Entries from an annotation dataset

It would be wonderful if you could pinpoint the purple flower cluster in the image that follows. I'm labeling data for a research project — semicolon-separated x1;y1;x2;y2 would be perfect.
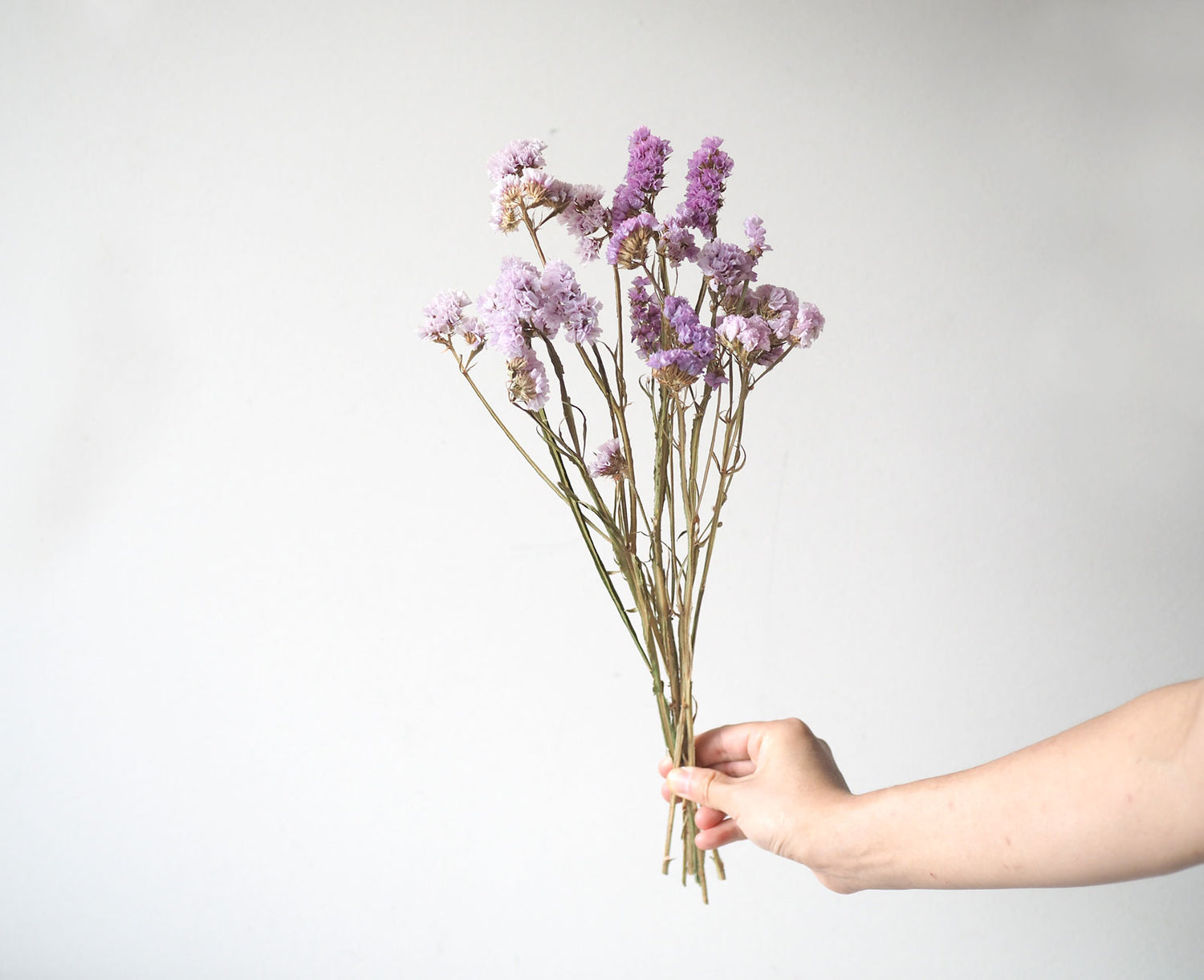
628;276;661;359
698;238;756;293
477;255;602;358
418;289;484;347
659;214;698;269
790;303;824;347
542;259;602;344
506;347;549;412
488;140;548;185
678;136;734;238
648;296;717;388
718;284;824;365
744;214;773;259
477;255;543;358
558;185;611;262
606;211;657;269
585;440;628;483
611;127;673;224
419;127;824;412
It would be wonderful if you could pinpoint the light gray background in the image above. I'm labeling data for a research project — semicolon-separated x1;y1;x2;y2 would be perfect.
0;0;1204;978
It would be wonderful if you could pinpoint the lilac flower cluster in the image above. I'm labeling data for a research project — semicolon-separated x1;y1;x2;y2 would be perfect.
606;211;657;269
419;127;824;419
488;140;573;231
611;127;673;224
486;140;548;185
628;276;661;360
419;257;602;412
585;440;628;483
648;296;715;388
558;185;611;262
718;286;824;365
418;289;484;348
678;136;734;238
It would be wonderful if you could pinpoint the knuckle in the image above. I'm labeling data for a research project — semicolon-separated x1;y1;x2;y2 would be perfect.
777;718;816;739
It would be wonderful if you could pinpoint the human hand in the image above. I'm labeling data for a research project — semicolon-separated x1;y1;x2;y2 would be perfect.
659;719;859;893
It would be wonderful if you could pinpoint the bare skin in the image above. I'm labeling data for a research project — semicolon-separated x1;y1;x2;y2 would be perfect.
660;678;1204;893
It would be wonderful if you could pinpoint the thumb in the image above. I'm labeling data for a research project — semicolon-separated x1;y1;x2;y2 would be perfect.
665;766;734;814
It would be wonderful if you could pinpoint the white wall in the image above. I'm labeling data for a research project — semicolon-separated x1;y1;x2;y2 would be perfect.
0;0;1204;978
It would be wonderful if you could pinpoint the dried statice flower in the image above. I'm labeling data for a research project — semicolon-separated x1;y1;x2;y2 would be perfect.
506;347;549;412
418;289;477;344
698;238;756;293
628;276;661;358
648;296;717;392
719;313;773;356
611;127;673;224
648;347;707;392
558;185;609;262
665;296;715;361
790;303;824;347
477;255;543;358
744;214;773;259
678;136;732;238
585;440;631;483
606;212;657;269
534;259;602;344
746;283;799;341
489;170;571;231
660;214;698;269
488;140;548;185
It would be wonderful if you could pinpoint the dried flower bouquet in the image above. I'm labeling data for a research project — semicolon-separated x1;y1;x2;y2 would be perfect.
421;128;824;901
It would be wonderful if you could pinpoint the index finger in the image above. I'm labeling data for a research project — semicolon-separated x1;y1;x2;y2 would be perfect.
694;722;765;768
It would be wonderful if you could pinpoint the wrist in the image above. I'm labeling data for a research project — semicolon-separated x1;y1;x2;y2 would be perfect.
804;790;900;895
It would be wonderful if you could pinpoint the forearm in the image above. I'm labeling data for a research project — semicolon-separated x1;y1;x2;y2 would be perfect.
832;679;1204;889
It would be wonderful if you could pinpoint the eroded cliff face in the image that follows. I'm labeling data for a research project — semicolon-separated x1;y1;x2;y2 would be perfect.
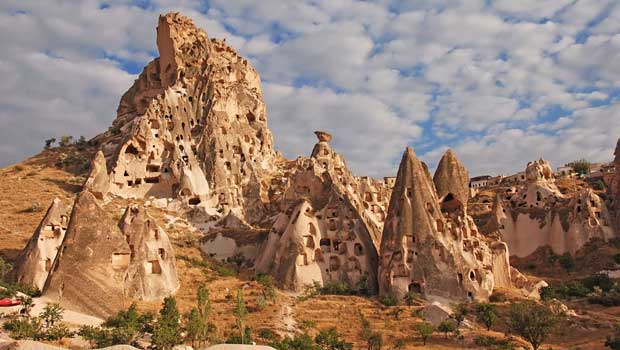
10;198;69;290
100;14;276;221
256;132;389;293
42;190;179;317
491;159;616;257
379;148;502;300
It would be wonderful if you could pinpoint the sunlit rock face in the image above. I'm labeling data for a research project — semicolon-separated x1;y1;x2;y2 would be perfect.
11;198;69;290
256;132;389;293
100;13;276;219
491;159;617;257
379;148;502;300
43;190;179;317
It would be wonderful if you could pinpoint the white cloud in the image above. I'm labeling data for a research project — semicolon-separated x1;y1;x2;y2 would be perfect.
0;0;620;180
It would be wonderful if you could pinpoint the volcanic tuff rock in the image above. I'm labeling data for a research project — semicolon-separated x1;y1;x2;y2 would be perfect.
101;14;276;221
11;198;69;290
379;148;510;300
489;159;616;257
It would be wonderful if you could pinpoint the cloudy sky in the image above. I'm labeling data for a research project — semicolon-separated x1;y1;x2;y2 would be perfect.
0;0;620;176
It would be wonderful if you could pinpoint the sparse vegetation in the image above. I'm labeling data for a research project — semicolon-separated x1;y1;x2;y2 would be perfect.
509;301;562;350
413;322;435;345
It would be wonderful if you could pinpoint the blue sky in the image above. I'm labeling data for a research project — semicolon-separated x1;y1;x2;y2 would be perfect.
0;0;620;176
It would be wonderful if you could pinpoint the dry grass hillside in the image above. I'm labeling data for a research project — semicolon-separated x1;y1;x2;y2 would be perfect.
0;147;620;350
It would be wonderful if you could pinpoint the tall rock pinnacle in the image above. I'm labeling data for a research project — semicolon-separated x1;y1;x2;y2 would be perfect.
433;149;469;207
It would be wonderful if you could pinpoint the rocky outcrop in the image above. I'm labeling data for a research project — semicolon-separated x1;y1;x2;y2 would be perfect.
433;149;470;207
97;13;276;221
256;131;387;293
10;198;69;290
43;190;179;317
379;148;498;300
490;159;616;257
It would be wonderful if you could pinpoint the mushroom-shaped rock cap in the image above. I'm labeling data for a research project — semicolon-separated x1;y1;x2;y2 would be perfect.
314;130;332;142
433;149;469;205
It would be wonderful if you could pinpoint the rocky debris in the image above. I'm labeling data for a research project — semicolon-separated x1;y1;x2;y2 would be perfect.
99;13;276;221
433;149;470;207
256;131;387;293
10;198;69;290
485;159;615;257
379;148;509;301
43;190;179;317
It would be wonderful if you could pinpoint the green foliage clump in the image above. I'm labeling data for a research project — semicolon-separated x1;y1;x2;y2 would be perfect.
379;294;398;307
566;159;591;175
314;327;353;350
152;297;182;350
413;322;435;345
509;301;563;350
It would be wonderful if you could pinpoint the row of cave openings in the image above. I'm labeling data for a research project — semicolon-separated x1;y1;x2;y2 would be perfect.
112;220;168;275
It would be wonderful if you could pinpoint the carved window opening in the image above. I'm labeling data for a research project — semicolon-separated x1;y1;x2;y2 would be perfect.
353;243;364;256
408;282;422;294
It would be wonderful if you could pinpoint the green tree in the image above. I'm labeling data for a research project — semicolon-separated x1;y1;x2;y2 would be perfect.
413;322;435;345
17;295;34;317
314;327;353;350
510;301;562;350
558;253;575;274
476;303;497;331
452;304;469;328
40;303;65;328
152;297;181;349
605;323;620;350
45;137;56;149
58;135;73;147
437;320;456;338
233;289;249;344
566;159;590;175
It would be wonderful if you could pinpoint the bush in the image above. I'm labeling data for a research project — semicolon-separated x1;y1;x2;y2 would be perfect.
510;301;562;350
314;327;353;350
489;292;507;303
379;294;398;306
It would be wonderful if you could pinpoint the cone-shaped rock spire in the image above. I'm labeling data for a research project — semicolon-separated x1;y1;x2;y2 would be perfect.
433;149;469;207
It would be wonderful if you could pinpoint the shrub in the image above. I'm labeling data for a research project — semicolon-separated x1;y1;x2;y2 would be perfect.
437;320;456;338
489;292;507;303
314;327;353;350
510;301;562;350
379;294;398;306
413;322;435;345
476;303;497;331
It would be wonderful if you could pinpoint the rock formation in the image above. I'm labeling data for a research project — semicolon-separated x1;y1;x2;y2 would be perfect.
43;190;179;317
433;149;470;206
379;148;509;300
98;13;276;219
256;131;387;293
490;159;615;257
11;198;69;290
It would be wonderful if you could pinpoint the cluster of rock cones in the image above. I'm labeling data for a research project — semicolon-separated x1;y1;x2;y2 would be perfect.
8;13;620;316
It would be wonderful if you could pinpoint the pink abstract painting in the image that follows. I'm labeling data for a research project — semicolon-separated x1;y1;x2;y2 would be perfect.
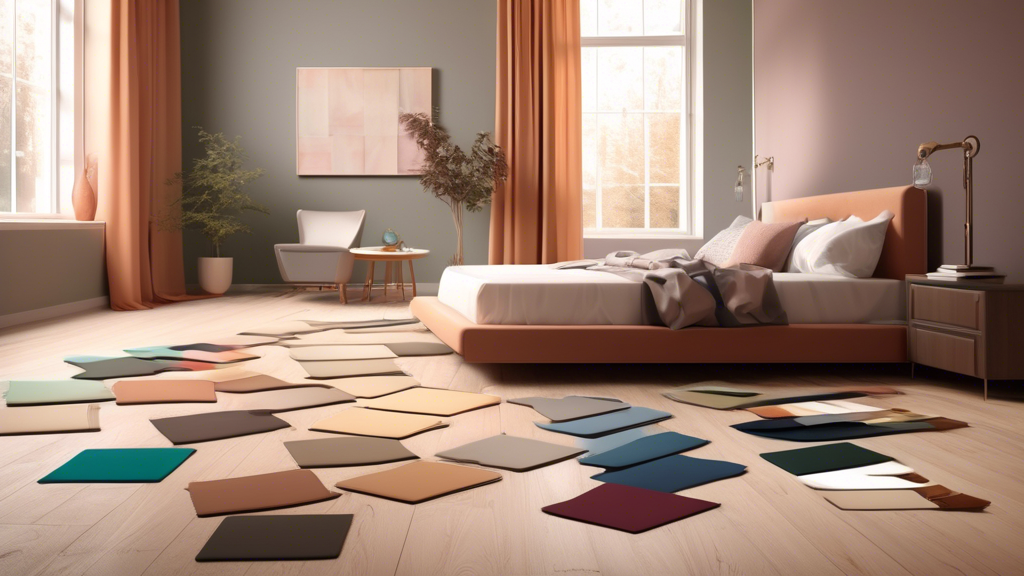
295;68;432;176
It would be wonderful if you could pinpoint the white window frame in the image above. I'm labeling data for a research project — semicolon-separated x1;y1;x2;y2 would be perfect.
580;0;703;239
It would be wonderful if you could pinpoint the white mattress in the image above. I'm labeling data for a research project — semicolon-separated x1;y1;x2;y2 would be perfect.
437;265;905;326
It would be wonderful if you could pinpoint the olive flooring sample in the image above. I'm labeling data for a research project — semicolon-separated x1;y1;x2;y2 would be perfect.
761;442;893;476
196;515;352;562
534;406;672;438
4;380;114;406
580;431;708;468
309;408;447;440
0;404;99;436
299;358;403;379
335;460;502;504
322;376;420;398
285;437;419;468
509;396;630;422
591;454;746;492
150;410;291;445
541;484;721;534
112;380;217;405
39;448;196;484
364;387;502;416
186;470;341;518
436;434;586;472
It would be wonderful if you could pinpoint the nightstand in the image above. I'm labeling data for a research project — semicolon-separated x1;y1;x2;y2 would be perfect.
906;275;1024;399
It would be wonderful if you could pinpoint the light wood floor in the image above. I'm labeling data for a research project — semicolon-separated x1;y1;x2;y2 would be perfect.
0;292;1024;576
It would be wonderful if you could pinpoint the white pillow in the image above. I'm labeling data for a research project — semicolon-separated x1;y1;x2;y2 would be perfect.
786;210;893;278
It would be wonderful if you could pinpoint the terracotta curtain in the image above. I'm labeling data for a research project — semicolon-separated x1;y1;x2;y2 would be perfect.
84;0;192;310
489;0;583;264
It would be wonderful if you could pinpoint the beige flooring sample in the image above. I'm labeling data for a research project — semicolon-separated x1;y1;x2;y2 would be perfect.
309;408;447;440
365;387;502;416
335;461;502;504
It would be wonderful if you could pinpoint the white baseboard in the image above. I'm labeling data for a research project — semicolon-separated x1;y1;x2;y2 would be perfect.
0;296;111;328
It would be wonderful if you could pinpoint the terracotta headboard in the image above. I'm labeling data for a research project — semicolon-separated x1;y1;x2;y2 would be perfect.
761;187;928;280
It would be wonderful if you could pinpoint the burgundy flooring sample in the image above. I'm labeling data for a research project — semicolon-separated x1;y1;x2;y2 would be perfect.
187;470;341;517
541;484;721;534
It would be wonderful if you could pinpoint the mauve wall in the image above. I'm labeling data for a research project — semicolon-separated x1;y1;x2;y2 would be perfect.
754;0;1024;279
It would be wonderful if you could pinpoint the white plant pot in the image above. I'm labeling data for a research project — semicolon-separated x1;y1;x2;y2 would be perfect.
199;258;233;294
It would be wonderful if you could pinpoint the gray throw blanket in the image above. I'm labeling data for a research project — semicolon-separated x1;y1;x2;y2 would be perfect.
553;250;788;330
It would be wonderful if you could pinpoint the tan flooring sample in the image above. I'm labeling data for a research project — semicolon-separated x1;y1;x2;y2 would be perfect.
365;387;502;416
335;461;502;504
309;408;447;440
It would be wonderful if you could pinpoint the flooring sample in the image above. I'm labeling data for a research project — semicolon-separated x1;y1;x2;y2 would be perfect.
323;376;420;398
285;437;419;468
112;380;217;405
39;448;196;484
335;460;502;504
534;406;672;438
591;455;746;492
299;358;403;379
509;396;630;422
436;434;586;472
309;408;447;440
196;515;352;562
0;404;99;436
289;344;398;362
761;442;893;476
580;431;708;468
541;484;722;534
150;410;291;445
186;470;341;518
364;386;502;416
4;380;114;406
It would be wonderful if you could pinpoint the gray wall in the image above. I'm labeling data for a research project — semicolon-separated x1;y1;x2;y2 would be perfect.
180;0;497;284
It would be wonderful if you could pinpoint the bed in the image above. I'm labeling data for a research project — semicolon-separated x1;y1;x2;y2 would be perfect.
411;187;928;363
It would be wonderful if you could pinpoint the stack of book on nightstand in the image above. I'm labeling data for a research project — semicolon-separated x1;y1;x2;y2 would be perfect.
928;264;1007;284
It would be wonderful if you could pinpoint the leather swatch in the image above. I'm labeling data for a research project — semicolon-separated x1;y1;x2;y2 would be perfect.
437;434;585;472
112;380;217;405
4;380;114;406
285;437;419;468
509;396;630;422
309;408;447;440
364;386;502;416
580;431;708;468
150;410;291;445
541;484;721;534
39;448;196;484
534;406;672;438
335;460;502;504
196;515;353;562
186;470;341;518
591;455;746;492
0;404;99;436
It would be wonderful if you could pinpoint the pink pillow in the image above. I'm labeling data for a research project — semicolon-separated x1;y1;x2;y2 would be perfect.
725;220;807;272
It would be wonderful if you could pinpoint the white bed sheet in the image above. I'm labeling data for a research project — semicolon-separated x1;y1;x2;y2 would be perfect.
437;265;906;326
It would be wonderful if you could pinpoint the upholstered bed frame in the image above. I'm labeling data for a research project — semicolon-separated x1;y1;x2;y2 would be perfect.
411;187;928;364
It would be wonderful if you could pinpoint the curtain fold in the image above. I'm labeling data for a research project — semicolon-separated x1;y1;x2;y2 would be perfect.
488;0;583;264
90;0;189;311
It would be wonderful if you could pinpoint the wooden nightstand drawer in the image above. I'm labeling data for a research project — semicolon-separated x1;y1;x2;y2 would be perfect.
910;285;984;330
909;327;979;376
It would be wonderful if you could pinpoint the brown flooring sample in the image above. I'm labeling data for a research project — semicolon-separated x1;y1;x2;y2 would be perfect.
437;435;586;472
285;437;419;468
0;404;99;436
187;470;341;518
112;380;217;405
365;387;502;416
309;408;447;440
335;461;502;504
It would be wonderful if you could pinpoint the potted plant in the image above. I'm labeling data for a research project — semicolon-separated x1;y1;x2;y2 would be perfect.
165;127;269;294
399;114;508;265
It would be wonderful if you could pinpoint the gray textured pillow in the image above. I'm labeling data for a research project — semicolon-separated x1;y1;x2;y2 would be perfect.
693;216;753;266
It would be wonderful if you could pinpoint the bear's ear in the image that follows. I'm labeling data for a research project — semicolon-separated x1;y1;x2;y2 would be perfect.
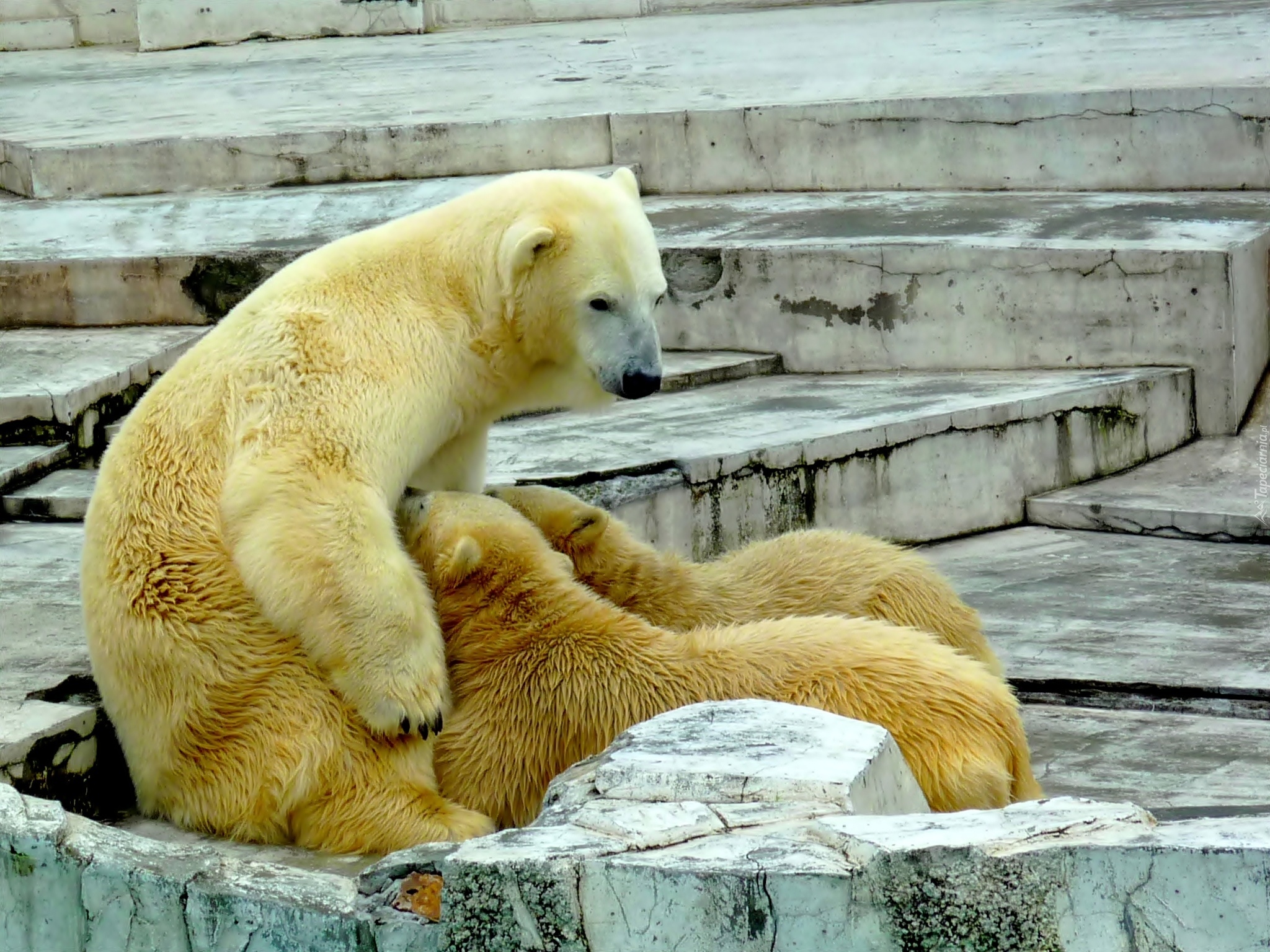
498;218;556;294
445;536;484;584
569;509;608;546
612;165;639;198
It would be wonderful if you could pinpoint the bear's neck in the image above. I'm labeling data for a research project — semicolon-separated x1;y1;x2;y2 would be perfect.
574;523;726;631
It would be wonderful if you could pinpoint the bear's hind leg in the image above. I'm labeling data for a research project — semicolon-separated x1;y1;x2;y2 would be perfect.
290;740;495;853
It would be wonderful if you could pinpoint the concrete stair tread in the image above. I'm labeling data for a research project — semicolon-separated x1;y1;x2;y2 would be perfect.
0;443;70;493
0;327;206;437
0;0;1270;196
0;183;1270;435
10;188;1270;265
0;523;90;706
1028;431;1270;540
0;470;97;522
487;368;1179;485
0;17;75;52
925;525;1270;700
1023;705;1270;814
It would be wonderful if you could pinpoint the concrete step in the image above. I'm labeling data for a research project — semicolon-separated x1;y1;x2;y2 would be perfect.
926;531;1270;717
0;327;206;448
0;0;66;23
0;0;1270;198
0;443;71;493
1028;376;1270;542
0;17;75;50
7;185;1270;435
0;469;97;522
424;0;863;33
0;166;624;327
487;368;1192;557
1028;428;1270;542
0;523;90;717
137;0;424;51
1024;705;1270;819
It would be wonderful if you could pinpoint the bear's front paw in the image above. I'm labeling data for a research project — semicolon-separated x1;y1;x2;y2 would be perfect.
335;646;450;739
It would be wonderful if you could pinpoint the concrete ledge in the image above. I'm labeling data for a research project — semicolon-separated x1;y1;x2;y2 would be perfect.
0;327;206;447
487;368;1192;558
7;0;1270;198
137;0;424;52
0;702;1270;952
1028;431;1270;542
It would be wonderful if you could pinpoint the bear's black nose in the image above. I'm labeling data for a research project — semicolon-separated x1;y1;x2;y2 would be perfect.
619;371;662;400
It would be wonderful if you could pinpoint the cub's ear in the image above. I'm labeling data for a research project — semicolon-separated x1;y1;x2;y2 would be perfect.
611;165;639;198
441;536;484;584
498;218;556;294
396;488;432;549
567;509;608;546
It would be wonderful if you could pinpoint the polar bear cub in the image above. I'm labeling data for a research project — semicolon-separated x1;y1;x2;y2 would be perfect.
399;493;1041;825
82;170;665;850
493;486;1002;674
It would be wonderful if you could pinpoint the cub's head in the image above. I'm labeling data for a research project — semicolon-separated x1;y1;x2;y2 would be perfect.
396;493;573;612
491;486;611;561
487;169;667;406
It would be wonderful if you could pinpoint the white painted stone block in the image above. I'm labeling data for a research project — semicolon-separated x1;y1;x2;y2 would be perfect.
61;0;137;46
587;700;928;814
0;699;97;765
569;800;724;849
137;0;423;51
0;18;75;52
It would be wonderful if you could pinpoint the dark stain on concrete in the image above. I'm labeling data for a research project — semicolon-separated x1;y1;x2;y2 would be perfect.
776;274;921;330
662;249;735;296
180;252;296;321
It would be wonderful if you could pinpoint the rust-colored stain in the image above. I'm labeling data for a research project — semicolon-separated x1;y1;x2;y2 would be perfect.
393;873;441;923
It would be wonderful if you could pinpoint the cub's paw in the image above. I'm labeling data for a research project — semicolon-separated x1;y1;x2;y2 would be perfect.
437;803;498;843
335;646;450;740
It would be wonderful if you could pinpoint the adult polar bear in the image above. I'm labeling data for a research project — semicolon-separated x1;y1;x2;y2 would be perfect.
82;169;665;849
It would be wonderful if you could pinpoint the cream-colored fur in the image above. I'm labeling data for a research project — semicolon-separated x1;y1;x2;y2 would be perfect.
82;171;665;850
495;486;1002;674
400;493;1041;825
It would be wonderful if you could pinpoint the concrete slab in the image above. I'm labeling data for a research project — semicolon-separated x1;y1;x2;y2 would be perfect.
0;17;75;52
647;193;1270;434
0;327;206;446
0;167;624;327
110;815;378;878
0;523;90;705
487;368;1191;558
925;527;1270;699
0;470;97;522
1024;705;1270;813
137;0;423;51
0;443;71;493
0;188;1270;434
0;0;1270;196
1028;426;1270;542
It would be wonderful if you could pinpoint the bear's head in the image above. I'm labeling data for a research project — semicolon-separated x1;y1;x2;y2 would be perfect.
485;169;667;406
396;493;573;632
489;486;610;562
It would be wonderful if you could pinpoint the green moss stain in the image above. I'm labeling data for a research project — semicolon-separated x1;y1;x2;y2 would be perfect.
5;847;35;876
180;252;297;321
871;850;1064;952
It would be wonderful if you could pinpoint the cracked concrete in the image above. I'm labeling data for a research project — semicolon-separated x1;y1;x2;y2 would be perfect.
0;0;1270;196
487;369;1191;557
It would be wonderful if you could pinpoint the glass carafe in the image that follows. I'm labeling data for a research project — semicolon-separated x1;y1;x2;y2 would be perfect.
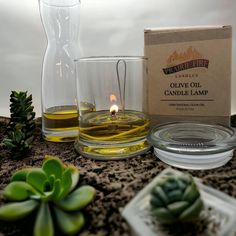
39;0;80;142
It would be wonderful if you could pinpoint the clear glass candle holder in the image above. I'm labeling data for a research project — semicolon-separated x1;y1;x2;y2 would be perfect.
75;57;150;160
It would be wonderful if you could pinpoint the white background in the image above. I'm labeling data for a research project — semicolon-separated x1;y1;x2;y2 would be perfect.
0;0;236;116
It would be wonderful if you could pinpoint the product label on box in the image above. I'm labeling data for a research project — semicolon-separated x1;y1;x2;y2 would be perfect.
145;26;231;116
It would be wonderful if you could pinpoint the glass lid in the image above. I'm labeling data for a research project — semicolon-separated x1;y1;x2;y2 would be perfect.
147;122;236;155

Brief: Swap "potted plant" for "houseplant" in the lines from the one containing "It would be wonderful if you could pinpoint the wooden" through the one containing "693;216;753;266", both included. Return only those lines, with nothing else changed.

Result for this exercise:
It would be wonderful if you could pinpoint the wooden nightstand drawer in the image above. I'm labeling data for a research project — semicolon-separated x1;y1;x2;y2 would be perfect.
910;285;984;330
909;327;979;376
It would be wonderful if you could pinpoint the brown flooring sample in the image above. I'm labeling data for a research project — semicolon-separated x1;y1;x2;y2 would be perfect.
437;435;586;472
285;437;419;468
0;404;99;436
187;470;341;518
112;380;217;405
365;387;502;416
309;408;447;440
335;461;502;504
It would be wonderful if you could pinpoint the houseplant in the image above. I'm labeling data for a research project — semicolon-separated x1;y1;x2;y2 would be perfect.
165;127;269;294
399;114;508;265
It would be wonderful if you could pinpoint the gray textured pillow in the image above. I'm labeling data for a research project — semicolon-separated x1;y1;x2;y2 would be perfect.
693;216;753;266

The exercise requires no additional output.